• **ИСХОДНЫЙ ТЕКСТ**
——————

Вдумаемся: философ, который считает себя демократом, на большом собрании элитарной интеллигенции называет людей из «Трудовой России» приматами. Только потому, что они пытались, чисто символически, защитить свои ценности, причем именно демократические ценности человеческой солидарности. Чтобы не замечать чудовищности своих высказываний, требовалось действительно возомнить себя демосом и в глубине души отказать большинству (охлосу) в правах человека.
Доктрина такой сегрегации населения излагалась еще до краха советского государства. Предполагалось, что на первом этапе реформ будут созданы лишь «оазисы» рыночной экономики, в которых и будет жить демос (10% населения). В демократическом государстве именно этому демосу и будет принадлежать власть и богатство. Ведь демократия — это власть демоса, а гражданское общество, как писал Локк, — «республика собственников»!

——————

• **ВЫДЕРЖКИ ИЗ ЗАПИСЕЙ**
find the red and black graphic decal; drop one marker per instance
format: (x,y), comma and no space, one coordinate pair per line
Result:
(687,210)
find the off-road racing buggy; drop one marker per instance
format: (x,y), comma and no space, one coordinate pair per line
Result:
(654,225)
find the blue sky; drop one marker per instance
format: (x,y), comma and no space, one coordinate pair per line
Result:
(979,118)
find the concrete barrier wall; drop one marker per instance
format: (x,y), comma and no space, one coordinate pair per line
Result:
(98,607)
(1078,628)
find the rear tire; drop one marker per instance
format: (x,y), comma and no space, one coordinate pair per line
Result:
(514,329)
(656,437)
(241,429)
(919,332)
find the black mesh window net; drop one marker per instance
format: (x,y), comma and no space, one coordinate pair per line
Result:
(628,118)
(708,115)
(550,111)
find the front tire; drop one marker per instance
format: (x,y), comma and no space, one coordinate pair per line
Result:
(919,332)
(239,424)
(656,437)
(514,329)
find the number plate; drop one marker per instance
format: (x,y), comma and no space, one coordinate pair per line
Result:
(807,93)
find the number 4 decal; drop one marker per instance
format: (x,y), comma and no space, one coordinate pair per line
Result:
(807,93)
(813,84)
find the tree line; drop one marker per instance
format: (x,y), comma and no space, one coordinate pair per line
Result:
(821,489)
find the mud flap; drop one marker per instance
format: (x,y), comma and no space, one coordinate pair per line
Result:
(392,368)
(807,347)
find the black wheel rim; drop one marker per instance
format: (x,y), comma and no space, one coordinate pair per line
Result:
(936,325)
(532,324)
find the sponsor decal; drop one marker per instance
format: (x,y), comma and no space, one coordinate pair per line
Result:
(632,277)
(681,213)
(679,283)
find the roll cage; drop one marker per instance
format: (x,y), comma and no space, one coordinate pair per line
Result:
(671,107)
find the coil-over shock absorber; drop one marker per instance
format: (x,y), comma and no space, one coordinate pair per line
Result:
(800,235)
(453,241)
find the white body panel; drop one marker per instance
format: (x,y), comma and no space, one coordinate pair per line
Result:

——————

• **ЗАДАНИЕ**
Какую долю населения, согласно исходному тексту, должен был составлять демос, живущий в «оазисах» рыночной экономики? Записи не имеют отношения к исходному тексту.

• **ОТВЕТ**
10% населения.